Source excerpt —
==================================================
I can remember spending some time in considering the differences that might occur in tyhe conduct of a persons life, when believing between the existence of God or not. Regardless of the elief, how should we conduct our lives? I concluded that we should live as though God lived. IF God is as real as the scriptures tell us, then eternity will be the greatest adventure. The way we live now willcertainly affect our opportunities in Heaven. If there is no God, then all we have is now. Just this mortal life to live one way or other. Perhaps in this case, it would be even more important to live it right. Is this life the only time we have? I don't think so. 
Thoughts can make or break a tough swim. It is certainly easier to swim when there is no excess baggage in your mind to weigh you down. Far better to have thoughts that uplift and inspire. As an experiment towards the longest swim in the world, thoughts are impportant things. We cannot afford to be bothered by the mortgage or overdraft or individuals. 
Lately I have had no special thoughts, just the green brown sea filling my field of vision. Tired limbs with too many miles to go. The chart always makes the journey look short. Eight miles of sea takes a lot more effort than you realise when you want to tackle it twice a day for a month.
==================================================
(Excerpts of pointing data)

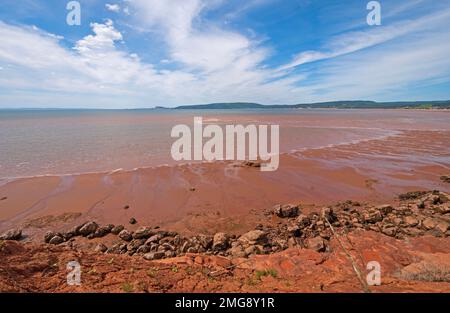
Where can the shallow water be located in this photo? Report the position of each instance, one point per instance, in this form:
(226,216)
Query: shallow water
(40,142)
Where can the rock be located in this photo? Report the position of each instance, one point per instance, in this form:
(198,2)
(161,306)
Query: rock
(410,221)
(252,164)
(412,195)
(135,244)
(294,230)
(316,244)
(442,209)
(303,221)
(328,214)
(116,248)
(154,255)
(286,210)
(69,234)
(167,246)
(13,234)
(389,231)
(102,231)
(429,223)
(192,250)
(220,241)
(442,226)
(372,217)
(88,228)
(253,237)
(117,229)
(385,209)
(251,250)
(101,248)
(205,241)
(237,251)
(169,254)
(143,232)
(143,249)
(154,239)
(56,240)
(49,235)
(125,235)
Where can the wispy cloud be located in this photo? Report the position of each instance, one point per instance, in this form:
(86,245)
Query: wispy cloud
(207,62)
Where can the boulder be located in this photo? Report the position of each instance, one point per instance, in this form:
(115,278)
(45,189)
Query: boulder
(116,248)
(126,235)
(442,226)
(253,237)
(328,214)
(410,221)
(303,221)
(49,235)
(102,231)
(143,249)
(429,223)
(205,241)
(389,231)
(154,255)
(294,230)
(220,241)
(286,210)
(56,240)
(316,244)
(117,229)
(372,217)
(143,232)
(237,251)
(169,254)
(101,248)
(13,234)
(153,239)
(88,228)
(385,209)
(135,244)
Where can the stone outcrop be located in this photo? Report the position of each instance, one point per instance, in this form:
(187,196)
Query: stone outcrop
(416,214)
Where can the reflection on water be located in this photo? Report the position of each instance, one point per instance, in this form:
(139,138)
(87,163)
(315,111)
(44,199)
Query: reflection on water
(39,142)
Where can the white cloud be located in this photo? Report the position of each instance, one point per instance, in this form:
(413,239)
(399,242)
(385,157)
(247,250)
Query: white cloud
(206,63)
(113,7)
(354,41)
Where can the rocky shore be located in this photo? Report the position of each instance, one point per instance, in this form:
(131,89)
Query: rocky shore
(418,214)
(292,251)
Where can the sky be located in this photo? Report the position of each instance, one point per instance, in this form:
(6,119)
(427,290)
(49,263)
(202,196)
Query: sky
(146,53)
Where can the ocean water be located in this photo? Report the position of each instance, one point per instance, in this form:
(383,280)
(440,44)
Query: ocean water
(56,142)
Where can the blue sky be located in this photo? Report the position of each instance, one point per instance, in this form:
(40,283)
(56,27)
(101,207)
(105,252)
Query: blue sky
(145,53)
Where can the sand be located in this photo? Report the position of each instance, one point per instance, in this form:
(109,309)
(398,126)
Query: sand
(207,195)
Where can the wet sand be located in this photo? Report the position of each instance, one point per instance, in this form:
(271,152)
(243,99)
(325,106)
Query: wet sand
(206,195)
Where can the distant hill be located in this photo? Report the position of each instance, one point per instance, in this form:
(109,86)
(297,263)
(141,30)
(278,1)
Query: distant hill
(332,104)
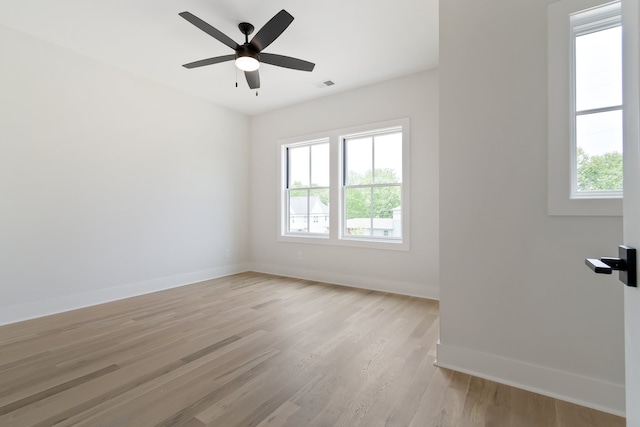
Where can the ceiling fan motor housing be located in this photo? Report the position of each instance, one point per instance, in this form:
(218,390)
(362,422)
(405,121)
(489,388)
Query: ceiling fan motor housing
(246,50)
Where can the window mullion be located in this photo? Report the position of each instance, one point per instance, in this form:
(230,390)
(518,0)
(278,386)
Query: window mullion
(599,110)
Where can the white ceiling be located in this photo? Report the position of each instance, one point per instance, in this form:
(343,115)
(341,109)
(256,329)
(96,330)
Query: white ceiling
(352,42)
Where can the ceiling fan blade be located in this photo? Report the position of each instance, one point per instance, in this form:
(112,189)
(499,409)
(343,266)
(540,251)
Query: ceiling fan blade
(253,78)
(286,62)
(213,32)
(271,30)
(210,61)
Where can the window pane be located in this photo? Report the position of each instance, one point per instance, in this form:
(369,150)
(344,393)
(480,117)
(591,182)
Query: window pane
(319,211)
(599,151)
(599,69)
(388,158)
(298,208)
(320,165)
(387,212)
(299,167)
(359,160)
(358,211)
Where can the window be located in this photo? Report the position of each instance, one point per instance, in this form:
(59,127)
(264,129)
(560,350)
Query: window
(597,103)
(347,187)
(584,108)
(307,187)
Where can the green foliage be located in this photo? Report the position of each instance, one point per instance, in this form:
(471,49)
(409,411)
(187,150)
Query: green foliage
(600,172)
(359,200)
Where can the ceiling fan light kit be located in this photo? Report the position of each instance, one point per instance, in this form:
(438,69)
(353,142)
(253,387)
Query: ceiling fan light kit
(249,56)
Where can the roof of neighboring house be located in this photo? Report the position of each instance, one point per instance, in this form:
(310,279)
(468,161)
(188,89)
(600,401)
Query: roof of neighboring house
(298,206)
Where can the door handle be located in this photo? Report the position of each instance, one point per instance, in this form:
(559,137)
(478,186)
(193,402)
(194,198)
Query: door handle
(625,264)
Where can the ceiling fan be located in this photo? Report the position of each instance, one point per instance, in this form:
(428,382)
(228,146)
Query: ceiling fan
(249,55)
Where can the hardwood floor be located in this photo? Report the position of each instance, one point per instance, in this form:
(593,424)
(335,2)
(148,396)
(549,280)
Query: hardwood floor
(254,350)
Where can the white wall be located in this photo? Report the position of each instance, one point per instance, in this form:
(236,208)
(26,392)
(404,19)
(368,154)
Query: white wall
(111,184)
(414,272)
(517,302)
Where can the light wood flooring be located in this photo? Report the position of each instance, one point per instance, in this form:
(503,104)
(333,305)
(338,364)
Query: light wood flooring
(254,350)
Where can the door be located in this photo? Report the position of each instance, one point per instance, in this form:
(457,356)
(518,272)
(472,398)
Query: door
(631,83)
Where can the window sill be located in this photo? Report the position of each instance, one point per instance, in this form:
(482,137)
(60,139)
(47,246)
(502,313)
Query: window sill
(347,242)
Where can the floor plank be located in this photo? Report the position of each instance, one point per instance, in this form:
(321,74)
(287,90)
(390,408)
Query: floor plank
(254,350)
==================================================
Task list —
A) Summarize the source excerpt in two sentences.
B) Answer these questions using the source excerpt, one answer per line, marked to match:
(i) What did the writer conclude about how we should conduct our lives?
(ii) What has lately been filling the writer's field of vision?
(iii) How many miles of sea does the writer mention tackling twice a day for a month?
C) Turn the paragraph of the source excerpt that begins "Thoughts can make or break a tough swim" into a bulleted list that keeps its main facts.

Task-by-task answers —
A) The writer concluded that, whether or not God exists, we should live as though God lived, because our present conduct affects our opportunities in Heaven if God is real and may matter even more if this mortal life is all we have. The writer also holds that thoughts can make or break a tough swim, and describes tired limbs and eight miles of sea that take far more effort than the chart suggests when tackled twice a day for a month.

B)
(i) That we should live as though God lived.
(ii) The green brown sea.
(iii) Eight.

C)
- Thoughts can make or break a tough swim.
- Swimming is easier with no excess baggage in your mind weighing you down.
- Uplifting and inspiring thoughts are far better.
- In an experiment toward the longest swim in the world, thoughts are important.
- We cannot afford to be bothered by the mortgage, an overdraft, or individuals.